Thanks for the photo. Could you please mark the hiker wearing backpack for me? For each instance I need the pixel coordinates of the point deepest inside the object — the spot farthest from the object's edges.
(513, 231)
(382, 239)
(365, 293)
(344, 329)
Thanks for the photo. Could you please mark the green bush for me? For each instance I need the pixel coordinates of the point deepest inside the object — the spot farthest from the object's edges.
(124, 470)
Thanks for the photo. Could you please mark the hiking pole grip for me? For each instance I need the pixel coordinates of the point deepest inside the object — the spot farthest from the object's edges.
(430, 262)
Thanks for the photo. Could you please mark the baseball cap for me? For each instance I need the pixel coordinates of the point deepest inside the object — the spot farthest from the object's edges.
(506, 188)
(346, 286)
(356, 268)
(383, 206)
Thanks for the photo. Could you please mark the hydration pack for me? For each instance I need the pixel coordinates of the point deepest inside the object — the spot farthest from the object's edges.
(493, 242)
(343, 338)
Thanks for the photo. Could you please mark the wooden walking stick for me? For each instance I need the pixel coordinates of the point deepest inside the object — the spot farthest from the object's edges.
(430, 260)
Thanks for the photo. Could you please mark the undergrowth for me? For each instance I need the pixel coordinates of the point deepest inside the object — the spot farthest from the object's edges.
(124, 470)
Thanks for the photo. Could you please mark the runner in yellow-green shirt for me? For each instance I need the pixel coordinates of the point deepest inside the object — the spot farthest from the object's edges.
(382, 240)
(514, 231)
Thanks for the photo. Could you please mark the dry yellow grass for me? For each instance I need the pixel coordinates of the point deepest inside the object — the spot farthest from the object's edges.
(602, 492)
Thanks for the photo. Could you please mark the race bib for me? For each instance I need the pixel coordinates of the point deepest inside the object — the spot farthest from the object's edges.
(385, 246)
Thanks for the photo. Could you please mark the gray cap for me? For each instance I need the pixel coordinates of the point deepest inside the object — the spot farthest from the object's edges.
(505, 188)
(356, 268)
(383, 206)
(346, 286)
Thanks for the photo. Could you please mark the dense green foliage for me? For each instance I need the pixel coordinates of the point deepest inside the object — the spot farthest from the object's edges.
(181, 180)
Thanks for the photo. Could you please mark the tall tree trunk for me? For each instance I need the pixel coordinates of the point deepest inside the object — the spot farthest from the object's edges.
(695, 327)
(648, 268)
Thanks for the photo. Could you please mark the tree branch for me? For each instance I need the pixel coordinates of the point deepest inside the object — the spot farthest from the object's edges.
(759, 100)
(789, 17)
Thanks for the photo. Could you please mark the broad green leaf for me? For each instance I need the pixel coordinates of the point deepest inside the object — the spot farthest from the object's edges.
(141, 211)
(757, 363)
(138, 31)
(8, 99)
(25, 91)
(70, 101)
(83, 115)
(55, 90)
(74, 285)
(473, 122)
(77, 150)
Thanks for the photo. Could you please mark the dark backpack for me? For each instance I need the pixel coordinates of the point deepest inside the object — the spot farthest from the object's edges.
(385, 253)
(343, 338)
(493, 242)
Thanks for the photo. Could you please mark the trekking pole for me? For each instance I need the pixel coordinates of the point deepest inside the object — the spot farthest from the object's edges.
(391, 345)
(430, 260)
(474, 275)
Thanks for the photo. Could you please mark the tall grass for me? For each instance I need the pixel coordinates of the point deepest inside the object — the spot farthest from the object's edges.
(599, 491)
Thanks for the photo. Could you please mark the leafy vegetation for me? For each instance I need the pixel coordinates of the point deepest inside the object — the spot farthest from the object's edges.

WHAT YOU NEED TO DO.
Retype the material above, character for character.

WRITTEN ANSWER.
Thanks for the photo. Could you please mark the hiker wearing backpack for me? For each instance I need the pixel coordinates of the point deepest inside the object — the spot farthest from the object's edges.
(513, 231)
(382, 239)
(365, 293)
(344, 329)
Thanks for the photo. Could you please mark the green bush for me? For each instance I need the pixel coordinates of the point deepest inside the object — the spot farthest from the object's edges.
(124, 470)
Thanks for the photo. Could you please mark the hiking pole grip for me? For each instance I need the pixel coordinates of the point deepest inside the object — the spot farthest from the object's edges.
(430, 262)
Thanks for the photo. Could you please mark the baseball cap for me? For each instance I need the pixel coordinates of the point deepest inside the object — the spot farthest from the object's edges.
(506, 188)
(346, 286)
(356, 268)
(383, 206)
Thanks for the photo. Could you please mark the hydration pack for me? For each instance I need the pixel coordinates of the point deepest inside the object — the spot farthest from the object's edges.
(493, 242)
(343, 338)
Thanks for the photo. Could you please mark the wooden walking stick for me? For each instance I need the pixel coordinates of the point deepest inside the object — the spot farthest from the object's edges.
(430, 260)
Thanks for the photo. Could you please mark the undergrowth for me? For each instance I need the pixel coordinates of the point deepest inside the object — the spot farthest from the object's edges.
(124, 470)
Thanks for the photo. Could you please mark the runner in yellow-green shirt for me? For each instance I need the pixel coordinates of the point deepest inside the object — the spot farthest from the object's edges.
(382, 240)
(514, 231)
Thanks for the photo. Could you please mark the dry yellow grass for me? For each instance I need the pixel coordinates of the point deepest inside the object — the spot farthest from the object's edges.
(602, 492)
Thanks for the photo. Could you please mark the race bib for me? For each instance I need the pixel coordinates of the point deepest inside the object — the spot farthest from the object's edges.
(385, 246)
Thanks for the photo. Could you please mark the gray cap for me? For each instance I need the pixel coordinates of the point deepest inside the object — the spot farthest from the object's edges.
(505, 188)
(356, 268)
(383, 206)
(346, 286)
Thanks for the photo. Could you please mark the dense green foliage for me? For each instance I need the pixel coordinates of the point deepest inside the object — the spot farthest from the object's edges.
(181, 180)
Thanks for the photo. Could you please mark the tall tree trunk for me? For each instance I need the pixel coordinates of the point deepest inside the object — the spot farthest from the object's edges.
(695, 327)
(648, 268)
Thanks for the photo. Could you please mark the tree branch for me? For each instance I need the pixel coordinates of the point deepest inside the object — the spot farthest from the object's edges.
(759, 100)
(789, 17)
Thanks for the photo. Could you please mark the broad green leaf for me? For each instance I need the pixel coordinates of the point deepest inside the object — the spot farthest from the object's edges.
(141, 211)
(757, 363)
(138, 31)
(8, 99)
(25, 91)
(70, 101)
(83, 115)
(55, 90)
(74, 285)
(473, 122)
(77, 150)
Thanks for the photo. Could you please mark the dark backpack for me? For each instance I need the pixel coordinates of the point deepest inside the object — the spot farthest from the object's edges.
(385, 253)
(343, 338)
(493, 242)
Thanks for the photo. Could you please mark the trekking pole for me? For each instance I need the pixel coordinates of the point deepest inside the object — the spot farthest from the object's edges.
(391, 345)
(430, 260)
(474, 275)
Thanks for the photo. Could you please mark the tall grass for me? For each instance I need the pixel coordinates of the point deepest inside the object — the spot farthest from the object's edges.
(599, 491)
Thanks for the photo. Could you please mark the leafy vegetation for me? For each instance I need the pixel coordinates of the point deepest inside the object — the spot farthest from the object's edges.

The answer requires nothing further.